== Brano scelto ==

Contenente pezzi addirittura re-mixati (non ricordo quali di preciso, e ‘sti cazzi che me lo riascolto) propone One of These Days, Sheep, Money, Shine On You Crazy Diamond, Wish You Were Here e Another Brick in the Wall. Ecco dunque cosa rimaneva dei Pink Floyd, diventati macchietta di se stessi, mostrandoci quello che nella loro discografia si riconduce ad una forma commerciale del rock, svelando dunque che dietro la freddezza di certe composizione c’è proprio una idea di rock lontanissima dal suo furore originario, che non deve per forza esprimersi con rabbia e violenza, ma che comunque qualcosa deve esprimere, cosa che i Pink Floyd si sono palesemente dimenticati, forse già da “Ummagumma” in poi.

D’ora in avanti sarà un gioco al massacro.

Pink Floyd - The Final Cut - Front

Piacevole “The Final Cut”, un disco discreto, ma che se contestualizzato storicamente (siamo nel 1983) si salva solo per l’ottima ingegneria del suono (un’orgia di soluzioni pazzesche che valgono l’acquisto) e basta. Interessante per i fan, indecente per il resto del pianeta. Giustamente, direi.

===
== Voci fornite ==

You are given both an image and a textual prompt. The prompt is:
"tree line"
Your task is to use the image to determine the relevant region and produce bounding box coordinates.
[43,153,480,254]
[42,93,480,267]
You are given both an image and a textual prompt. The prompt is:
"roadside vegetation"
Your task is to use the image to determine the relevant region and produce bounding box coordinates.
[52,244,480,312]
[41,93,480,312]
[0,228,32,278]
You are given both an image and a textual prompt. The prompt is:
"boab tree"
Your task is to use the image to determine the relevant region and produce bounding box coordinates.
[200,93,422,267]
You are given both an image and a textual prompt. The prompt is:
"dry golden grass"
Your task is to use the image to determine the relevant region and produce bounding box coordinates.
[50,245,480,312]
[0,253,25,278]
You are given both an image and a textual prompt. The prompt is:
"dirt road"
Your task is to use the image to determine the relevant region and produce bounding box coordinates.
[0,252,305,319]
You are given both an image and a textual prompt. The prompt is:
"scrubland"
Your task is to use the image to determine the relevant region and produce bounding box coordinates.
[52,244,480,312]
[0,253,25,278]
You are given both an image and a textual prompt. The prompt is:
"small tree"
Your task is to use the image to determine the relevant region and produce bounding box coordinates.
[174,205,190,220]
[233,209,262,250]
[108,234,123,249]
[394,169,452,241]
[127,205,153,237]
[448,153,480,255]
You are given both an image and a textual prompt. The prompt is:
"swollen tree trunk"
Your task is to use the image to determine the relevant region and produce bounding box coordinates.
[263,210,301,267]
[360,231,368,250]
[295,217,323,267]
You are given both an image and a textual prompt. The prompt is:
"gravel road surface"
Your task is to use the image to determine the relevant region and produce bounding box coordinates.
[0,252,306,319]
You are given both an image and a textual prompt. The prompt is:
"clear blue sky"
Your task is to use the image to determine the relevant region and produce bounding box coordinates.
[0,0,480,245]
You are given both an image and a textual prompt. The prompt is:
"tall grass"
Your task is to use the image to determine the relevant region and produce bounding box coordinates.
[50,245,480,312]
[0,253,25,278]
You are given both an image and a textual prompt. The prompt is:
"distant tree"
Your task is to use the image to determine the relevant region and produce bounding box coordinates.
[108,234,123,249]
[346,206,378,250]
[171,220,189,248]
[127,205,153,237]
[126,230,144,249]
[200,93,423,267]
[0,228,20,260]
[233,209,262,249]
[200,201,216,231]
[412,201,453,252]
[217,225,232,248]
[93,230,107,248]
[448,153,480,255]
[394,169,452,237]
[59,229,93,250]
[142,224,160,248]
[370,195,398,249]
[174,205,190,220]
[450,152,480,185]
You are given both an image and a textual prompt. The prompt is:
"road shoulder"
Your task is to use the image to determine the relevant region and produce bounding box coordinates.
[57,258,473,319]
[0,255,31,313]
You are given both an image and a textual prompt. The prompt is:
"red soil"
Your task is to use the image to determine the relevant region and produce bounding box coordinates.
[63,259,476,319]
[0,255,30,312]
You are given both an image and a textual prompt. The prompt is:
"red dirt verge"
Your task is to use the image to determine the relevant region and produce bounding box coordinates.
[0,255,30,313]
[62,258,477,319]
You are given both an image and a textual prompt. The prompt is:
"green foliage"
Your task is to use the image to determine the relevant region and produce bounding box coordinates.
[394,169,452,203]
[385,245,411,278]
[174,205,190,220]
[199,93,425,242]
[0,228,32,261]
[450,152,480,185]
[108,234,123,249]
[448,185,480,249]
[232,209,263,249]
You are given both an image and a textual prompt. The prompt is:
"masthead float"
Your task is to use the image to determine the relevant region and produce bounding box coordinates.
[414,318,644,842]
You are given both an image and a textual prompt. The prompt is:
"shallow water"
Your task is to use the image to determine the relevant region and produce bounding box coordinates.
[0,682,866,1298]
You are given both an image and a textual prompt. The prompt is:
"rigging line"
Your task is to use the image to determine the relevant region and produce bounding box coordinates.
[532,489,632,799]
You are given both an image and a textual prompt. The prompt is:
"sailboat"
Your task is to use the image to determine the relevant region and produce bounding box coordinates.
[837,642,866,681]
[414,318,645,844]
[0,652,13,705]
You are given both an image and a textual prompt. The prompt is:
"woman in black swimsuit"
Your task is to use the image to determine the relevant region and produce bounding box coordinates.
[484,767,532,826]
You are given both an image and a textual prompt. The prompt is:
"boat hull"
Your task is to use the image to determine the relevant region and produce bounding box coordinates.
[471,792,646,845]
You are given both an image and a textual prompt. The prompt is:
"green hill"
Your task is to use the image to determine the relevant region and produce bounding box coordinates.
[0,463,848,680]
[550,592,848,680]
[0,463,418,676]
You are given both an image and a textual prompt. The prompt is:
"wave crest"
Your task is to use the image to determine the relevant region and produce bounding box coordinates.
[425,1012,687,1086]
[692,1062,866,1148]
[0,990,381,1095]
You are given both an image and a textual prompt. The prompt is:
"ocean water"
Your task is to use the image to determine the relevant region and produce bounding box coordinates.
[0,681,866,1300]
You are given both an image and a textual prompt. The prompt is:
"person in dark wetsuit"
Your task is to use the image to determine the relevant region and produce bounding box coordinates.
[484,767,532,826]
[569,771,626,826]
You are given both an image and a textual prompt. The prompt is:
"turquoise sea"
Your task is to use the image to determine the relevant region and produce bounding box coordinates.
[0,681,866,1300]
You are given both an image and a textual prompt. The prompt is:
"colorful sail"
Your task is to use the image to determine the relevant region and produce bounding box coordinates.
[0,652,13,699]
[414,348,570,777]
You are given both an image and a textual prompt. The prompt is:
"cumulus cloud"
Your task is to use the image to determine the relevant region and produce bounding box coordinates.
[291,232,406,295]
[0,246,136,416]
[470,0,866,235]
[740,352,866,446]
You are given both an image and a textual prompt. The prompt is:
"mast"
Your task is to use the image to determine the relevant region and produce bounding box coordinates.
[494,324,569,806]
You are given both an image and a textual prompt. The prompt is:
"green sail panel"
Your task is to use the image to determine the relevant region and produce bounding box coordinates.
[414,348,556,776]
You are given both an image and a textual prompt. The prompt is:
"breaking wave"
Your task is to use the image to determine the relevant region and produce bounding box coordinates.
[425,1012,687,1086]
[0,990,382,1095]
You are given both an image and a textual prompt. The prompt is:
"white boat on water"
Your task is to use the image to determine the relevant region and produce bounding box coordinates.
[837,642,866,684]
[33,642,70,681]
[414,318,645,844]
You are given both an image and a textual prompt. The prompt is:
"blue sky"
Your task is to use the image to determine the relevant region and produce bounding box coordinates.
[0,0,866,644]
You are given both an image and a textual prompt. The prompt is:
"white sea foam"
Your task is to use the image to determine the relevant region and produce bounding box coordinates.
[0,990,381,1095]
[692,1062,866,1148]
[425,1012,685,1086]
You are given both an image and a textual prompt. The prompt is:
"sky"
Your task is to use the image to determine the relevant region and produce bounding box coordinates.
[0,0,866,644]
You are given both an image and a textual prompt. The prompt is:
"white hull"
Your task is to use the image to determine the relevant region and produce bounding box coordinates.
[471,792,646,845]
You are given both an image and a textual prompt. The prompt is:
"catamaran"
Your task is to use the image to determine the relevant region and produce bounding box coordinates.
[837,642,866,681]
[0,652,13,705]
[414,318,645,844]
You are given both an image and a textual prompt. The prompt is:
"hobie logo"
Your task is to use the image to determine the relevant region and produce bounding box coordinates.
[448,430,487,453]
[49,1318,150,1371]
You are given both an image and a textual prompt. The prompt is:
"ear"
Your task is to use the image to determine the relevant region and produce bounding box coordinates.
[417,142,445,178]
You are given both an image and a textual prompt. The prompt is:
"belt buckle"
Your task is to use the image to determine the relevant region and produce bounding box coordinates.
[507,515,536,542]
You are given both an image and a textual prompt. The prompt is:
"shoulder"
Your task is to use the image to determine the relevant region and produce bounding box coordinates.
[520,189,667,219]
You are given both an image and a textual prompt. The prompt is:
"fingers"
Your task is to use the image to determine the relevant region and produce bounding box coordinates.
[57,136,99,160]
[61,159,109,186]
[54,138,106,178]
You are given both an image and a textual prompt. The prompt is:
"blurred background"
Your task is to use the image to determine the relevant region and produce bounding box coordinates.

===

**Compito:** Cita parola per parola il brano sui Pink Floyd, cominciando da "Pink Floyd - The" e proseguendo fino a "pianeta. Giustamente, direi.".

**Soluzione esercizio:**
Pink Floyd - The Final Cut - Front

Piacevole “The Final Cut”, un disco discreto, ma che se contestualizzato storicamente (siamo nel 1983) si salva solo per l’ottima ingegneria del suono (un’orgia di soluzioni pazzesche che valgono l’acquisto) e basta. Interessante per i fan, indecente per il resto del pianeta. Giustamente, direi.